(Challenge 1) Retype the stretch of the column on Buhari's remarks from "A person who" through "than being lazy.", word for word.

(Document)
┌──
By Farooq A. Kperogi, Ph.D. Twitter: @farooqkperogi I’ve read claims on social media that President Muhammadu Buhari is being unfairl...
By Farooq A. Kperogi,
Ph.D.
Twitter:
@farooqkperogi
I’ve read claims on social media that President Muhammadu Buhari
is being unfairly vilified because he never mentioned the word “lazy” in his
rambling response to a question about investment opportunities in Nigeria’s
northeast. Because most people who make this claim can’t even string together a
sentence in English that isn’t a mockery of the language, I’d chosen to ignore
them. But even people with a fairly decent grasp of English are giving wing to
this ridiculous grammatical ignorance.
Hello! In English, there’s a little something called
“paraphrasing.” Look it up. It’s defined as expressing “the same message in
different words.” In our quotidian dialogic engagements, more than 80 percent
of what we say about what other people have said is a paraphrase of what they
actually said. We often paraphrase for brevity and for clarity. This is
particularly important for social media where brevity is the soul of
conversation. It’s even more important for the news media where time and space
constrain journalists to be brief, clear, and direct.
Buhari said Nigeria has a “young population” that just wants
to “sit and do nothing and get housing education and health for free.” Social
media users and headline writers paraphrased Buhari to have said “Nigerian
youth are lazy.” (See notes on the usage of “youth” in the postscript.) Four
words were used to compress and accurately capture the meaning of Buhari’s 12
words. Notice that Buhari also never used the word “youth”; he used “young
people.” Yet the people who are griping about the word “lazy” haven’t said
anything about “youth,” which Buhari also never directly uttered. If they’re
complaining about Buhari never having said “lazy,” why aren’t they also
complaining about Buhari never having said “youth”?
A person who sits and does nothing and expects to get free
housing, education, and healthcare is unquestionably a lazy person. Well, he’s
actually worse. American English speakers call such a person a moocher, a bum,
or a scrounger—which is worse than being lazy.
It came as no surprise to me that one of the leading social
media voices pushing the grammatically ignorant narrative that Buhari never
called Nigerian youth “lazy” is Governor Nasir el-Rufai. It was the same
el-Rufai who told his critics to “climb Kufena Hills and fall,” but took umbrage
at a Vanguard reporter’s paraphrase
of him as asking his critics to go die.
In my November 1, 2015 column titled, “El-Rufai’s Kufena Hills and Metaphors of Death in Nigerian Public Discourse,” I wrote:
“Although Governor el-Rufai didn’t directly utter the word ‘die,’ Vanguard’s interpretive extension of his
thanatological metaphor is perfectly legitimate, even brilliant. It’s
interpretive journalism at its finest. It helped situate and contextualize the
governor’s utterance for people who don’t have the cultural and geographic
competence to grasp it.”
I ended the piece thus: “Governor el-Rufai’s media aides are
inflicting [… ] semantic violence on metaphors and the interpretive enterprise
by claiming that asking critics to jump from a hill isn’t synonymous with
asking them to go die. Well, if the media aides—or, better yet, el-Rufai
himself— can go jump from Kufena Hills and live to tell the story, we will
believe their defense.” My challenge is still open.
└──
(Rows)
┌──
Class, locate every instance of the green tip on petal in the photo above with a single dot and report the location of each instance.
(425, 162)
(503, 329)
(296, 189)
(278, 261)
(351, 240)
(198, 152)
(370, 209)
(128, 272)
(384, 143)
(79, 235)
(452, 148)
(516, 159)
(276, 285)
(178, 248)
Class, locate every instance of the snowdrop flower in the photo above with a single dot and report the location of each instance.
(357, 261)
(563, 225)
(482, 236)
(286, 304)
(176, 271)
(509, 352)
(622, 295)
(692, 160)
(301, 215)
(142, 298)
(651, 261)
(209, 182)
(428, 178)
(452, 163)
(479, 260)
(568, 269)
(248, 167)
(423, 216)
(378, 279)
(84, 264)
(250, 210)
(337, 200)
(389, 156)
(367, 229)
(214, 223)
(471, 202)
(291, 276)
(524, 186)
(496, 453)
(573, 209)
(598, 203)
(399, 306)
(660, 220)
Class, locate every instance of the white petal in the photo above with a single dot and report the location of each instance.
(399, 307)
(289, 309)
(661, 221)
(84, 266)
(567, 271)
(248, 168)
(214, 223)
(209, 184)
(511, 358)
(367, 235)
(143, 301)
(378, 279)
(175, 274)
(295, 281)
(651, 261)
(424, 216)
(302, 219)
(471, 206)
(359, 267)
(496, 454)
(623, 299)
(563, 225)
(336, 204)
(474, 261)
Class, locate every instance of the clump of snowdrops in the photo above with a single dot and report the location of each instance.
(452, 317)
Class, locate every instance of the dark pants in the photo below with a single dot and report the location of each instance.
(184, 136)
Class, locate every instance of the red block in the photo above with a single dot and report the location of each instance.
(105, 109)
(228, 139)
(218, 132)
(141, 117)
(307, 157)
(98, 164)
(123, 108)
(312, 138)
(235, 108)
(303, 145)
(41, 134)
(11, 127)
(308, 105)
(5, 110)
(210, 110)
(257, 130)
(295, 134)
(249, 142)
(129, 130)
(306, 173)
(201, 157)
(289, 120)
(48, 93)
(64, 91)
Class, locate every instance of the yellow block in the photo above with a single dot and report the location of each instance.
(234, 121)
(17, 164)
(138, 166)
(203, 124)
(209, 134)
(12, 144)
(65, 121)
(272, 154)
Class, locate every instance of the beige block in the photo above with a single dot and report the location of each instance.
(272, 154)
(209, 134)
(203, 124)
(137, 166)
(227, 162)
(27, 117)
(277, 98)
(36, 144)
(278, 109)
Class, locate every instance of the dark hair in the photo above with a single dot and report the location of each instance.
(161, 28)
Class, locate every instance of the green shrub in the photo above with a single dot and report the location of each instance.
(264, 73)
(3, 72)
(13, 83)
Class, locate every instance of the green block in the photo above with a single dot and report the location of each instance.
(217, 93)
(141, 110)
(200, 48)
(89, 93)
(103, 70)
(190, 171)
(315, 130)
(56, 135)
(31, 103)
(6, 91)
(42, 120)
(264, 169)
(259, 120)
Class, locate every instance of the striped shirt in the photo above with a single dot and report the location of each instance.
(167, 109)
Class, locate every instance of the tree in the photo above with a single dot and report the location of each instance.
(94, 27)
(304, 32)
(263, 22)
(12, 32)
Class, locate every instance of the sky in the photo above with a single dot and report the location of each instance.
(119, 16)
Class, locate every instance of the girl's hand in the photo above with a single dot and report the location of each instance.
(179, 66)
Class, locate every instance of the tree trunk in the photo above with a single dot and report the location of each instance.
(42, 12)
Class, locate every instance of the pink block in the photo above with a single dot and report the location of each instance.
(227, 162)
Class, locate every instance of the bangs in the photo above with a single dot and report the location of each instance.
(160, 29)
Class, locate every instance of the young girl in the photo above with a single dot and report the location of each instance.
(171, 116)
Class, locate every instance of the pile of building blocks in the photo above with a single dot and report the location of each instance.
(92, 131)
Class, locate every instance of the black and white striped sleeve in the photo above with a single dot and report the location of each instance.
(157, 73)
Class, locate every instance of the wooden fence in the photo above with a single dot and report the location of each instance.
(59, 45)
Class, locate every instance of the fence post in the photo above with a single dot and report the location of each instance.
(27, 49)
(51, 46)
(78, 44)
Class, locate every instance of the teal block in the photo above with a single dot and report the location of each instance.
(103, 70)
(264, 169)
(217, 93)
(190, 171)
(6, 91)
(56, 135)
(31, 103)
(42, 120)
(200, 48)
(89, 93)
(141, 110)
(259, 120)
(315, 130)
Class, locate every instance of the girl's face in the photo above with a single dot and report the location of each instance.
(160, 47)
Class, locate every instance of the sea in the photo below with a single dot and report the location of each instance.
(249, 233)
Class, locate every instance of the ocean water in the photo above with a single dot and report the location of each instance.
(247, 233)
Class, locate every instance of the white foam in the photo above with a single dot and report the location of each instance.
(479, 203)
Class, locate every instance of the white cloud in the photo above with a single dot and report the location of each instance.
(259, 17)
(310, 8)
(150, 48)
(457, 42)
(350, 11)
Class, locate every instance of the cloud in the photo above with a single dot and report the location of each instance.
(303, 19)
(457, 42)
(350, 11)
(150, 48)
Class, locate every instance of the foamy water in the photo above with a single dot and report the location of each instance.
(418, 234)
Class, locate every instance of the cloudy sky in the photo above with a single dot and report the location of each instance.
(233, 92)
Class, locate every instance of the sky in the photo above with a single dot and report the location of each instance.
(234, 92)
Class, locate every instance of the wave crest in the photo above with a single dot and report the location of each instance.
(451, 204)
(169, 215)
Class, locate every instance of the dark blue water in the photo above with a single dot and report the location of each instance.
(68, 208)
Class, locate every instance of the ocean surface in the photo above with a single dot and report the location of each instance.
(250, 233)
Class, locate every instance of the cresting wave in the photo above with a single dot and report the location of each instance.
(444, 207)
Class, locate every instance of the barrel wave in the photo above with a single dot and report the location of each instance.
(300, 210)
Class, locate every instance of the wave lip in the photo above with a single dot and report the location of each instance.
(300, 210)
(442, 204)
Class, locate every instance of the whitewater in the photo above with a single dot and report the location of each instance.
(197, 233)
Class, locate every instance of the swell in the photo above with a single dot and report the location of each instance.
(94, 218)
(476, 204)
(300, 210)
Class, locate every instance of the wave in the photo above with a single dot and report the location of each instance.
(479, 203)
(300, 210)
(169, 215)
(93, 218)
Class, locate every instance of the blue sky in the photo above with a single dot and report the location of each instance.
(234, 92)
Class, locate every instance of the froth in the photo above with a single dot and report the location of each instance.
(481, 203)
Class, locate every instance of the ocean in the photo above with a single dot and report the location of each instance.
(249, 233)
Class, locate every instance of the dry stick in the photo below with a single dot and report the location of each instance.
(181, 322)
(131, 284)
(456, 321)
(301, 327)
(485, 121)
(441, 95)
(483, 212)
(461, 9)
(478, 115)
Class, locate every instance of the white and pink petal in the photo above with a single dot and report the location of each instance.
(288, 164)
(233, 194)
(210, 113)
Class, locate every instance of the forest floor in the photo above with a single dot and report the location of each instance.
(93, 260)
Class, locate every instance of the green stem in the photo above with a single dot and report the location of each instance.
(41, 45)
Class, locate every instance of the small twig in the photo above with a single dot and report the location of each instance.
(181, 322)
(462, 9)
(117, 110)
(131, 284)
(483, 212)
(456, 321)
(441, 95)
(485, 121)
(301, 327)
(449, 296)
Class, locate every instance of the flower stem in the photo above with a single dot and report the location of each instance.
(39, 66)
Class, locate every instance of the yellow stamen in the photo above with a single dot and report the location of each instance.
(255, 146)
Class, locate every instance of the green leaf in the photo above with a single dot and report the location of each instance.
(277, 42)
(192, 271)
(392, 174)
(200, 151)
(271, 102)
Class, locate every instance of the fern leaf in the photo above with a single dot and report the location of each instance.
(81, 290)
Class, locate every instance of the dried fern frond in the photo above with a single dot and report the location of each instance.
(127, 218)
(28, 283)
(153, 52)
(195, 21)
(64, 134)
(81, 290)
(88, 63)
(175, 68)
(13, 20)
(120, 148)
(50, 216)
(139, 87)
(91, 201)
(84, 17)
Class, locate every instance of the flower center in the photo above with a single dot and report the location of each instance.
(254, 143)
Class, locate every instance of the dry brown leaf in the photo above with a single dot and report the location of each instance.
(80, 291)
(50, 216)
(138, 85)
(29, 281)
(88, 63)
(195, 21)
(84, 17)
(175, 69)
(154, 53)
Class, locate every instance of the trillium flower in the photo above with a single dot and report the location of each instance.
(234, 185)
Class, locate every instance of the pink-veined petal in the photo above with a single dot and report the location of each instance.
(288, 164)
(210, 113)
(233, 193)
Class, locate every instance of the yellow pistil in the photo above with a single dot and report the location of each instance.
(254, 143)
└──
(Challenge 2) Pull out every line of the entries that contains the word "striped".

(Correct response 1)
A person who sits and does nothing and expects to get free
housing, education, and healthcare is unquestionably a lazy person. Well, he’s
actually worse. American English speakers call such a person a moocher, a bum,
or a scrounger—which is worse than being lazy.

(Correct response 2)
Class, locate every instance of the striped shirt in the photo above with a single dot and report the location of each instance.
Class, locate every instance of the black and white striped sleeve in the photo above with a single dot and report the location of each instance.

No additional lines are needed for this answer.